Written request:
Write the records out again, keeping each line exactly as it is.
----- Data extract -----
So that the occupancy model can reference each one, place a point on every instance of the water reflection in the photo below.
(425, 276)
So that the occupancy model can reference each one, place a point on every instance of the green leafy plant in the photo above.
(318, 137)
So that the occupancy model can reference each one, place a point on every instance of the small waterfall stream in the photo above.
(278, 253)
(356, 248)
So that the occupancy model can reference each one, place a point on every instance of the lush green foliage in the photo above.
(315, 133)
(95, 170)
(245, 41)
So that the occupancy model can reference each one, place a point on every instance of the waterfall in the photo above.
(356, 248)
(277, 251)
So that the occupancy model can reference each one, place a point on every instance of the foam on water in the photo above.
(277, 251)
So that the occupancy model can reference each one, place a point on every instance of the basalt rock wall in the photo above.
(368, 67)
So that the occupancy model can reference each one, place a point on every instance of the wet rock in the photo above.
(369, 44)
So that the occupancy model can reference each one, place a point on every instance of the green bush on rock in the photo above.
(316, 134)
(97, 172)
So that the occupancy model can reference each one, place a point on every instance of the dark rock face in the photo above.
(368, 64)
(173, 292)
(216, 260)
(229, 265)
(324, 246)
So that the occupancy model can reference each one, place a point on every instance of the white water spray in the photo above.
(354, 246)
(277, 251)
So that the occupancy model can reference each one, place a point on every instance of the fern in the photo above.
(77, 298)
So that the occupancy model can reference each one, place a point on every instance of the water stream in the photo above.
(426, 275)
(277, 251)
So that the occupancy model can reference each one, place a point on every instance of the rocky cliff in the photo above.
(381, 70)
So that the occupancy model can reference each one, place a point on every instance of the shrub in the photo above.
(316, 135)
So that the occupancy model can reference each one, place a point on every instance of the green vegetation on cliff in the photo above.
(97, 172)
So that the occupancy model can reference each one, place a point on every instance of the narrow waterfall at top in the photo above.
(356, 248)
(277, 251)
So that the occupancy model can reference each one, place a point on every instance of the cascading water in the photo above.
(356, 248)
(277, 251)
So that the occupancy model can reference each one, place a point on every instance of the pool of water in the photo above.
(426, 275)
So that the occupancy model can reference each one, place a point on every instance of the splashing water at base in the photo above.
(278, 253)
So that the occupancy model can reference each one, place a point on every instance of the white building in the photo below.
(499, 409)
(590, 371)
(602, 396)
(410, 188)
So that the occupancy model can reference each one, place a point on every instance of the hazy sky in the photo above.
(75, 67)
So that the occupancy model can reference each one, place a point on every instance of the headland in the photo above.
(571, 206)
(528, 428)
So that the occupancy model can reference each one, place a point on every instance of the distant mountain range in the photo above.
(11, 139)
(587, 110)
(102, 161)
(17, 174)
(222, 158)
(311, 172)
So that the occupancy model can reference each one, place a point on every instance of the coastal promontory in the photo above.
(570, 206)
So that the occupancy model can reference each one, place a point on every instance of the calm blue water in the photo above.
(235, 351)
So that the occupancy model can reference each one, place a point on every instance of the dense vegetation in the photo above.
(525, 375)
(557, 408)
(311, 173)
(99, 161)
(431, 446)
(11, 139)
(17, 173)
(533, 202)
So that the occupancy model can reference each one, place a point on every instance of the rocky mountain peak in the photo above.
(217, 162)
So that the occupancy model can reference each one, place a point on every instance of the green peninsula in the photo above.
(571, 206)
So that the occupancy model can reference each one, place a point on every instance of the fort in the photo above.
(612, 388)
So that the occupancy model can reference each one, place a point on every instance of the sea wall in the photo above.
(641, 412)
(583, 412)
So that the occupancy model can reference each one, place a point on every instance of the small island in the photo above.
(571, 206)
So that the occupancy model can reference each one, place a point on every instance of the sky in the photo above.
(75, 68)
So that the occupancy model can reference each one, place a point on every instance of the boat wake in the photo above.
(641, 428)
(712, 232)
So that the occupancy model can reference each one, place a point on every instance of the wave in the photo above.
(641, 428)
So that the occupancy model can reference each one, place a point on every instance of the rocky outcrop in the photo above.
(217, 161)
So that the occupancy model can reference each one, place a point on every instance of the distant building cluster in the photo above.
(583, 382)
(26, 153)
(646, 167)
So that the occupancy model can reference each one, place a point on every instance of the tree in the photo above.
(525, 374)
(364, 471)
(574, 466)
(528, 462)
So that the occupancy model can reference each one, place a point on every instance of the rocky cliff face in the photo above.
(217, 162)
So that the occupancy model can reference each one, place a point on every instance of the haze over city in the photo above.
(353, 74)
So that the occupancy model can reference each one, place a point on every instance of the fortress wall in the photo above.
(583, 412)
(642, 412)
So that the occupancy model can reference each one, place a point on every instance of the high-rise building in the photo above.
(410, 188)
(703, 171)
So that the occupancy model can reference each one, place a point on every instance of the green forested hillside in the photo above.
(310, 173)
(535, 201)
-----
Reply:
So that the occupancy model can reference each one, place a point on every instance of the water reflection in the photo below.
(425, 276)
So that the occupancy model can reference each one, place a point on every instance of the green leafy plant in the photo above.
(318, 137)
So that the occupancy model can reference each one, place a point on every instance of the small waterfall stream in the photo above.
(278, 253)
(356, 248)
So that the occupancy model can reference each one, place a point on every instance of the lush green foliage in the photo above.
(315, 133)
(95, 170)
(245, 41)
So that the occupancy model can reference each one, place a point on every instance of the waterfall in the photo above.
(356, 248)
(277, 251)
So that the occupancy model can reference each one, place a point on every instance of the foam on water in the photo above.
(277, 251)
So that the occupancy model can reference each one, place a point on every instance of the basalt rock wall in the photo above.
(368, 67)
So that the occupancy model can reference each one, place a point on every instance of the wet rock in the photo above.
(369, 44)
So that the occupancy model can reference each one, place a point on every instance of the green bush on rock in the photo above.
(316, 134)
(97, 172)
So that the occupancy model can reference each one, place a point on every instance of the dark rock face in the photo above.
(368, 64)
(173, 292)
(216, 260)
(229, 265)
(324, 246)
So that the occupancy model can reference each one, place a point on every instance of the white water spray in the photo above.
(354, 246)
(277, 251)
So that the occupancy model can reference each one, place a point on every instance of the fern in the photo above.
(77, 298)
So that the occupancy model can reference each one, place a point on every instance of the water stream in the photo above.
(426, 275)
(277, 251)
So that the occupancy model can reference each one, place a point on every instance of the rocky cliff in the photo above.
(381, 70)
So that the occupancy model can reference each one, place a point on every instance of the shrub in the photo above.
(316, 135)
So that the occupancy model can reference each one, place a point on every instance of the green vegetation on cliff in the photo above.
(97, 172)
So that the occupancy model can reference each one, place a point on every instance of the narrow waterfall at top in the photo above.
(356, 248)
(277, 251)
So that the occupancy model can reference each one, place a point on every instance of the cascading water in the photo above.
(356, 248)
(277, 251)
So that the occupancy model can reference each one, place a point on every instance of the pool of water in the photo above.
(426, 275)
So that the occupancy model can reference each one, place a point on every instance of the splashing water at base in the photo above.
(278, 253)
So that the occupancy model can reference each one, place a point on every instance of the white building in the photo below.
(499, 409)
(590, 371)
(602, 396)
(410, 188)
So that the occupancy model can reference each one, place a point on every instance of the hazy sky in the photo above.
(75, 67)
So that the occupancy model can reference each one, place a point on every instance of the headland in the photo above.
(571, 206)
(528, 428)
So that the occupancy model can reference each one, place a point on every instance of the distant mountain range in the photo above.
(11, 139)
(587, 110)
(102, 161)
(17, 174)
(222, 158)
(311, 172)
So that the occupancy model can reference each one, place a point on every instance of the coastal promontory in the photo above.
(570, 206)
So that the occupancy model can reference each one, place a point on every instance of the calm blue water in the photo above.
(235, 351)
So that the occupancy model can reference each one, place a point on every instance of the dense vegetation in the photo above.
(525, 375)
(557, 408)
(311, 173)
(99, 161)
(431, 446)
(11, 139)
(17, 173)
(533, 202)
So that the occupancy model can reference each one, place a point on every instance of the rocky mountain peak in the photo above.
(217, 162)
So that the occupancy model can reference each one, place a point on every instance of the green peninsula in the photo above.
(571, 206)
So that the occupancy model can reference each one, place a point on every instance of the fort in the photo above.
(612, 388)
So that the occupancy model can reference each one, place a point on every instance of the sea wall in the photo above.
(641, 412)
(583, 412)
So that the occupancy model can reference each one, place a point on every instance of the small island in the photo above.
(571, 206)
So that the occupancy model can reference each one, place a point on every instance of the sky in the photo above.
(75, 68)
So that the occupancy model can reference each one, place a point on every instance of the boat wake in the photo above.
(641, 428)
(712, 232)
So that the occupancy model can reference each one, place a point on every instance of the wave in the photo above.
(641, 428)
So that the occupancy model can reference each one, place a point on every instance of the rocky outcrop in the photo above.
(217, 161)
So that the occupancy model can reference each one, place a point on every instance of the distant building cluster in the photo above.
(583, 382)
(26, 153)
(646, 167)
So that the occupancy model can reference each one, place a point on every instance of the tree in the photo above.
(525, 374)
(364, 471)
(574, 466)
(528, 462)
So that the occupancy model can reference each one, place a point on every instance of the rocky cliff face in the photo above.
(217, 162)
So that the occupancy model can reference each one, place a point on every instance of the haze over city in the photo above.
(353, 74)
So that the occupancy model can reference each one, place a point on every instance of the fortress wall in the photo above.
(583, 412)
(642, 412)
So that the occupancy model can reference each one, place a point on every instance of the high-rise building in the photo above.
(410, 188)
(703, 171)
So that the occupancy model can reference each one, place a point on every instance of the green forested hillside in the photo above.
(310, 173)
(535, 201)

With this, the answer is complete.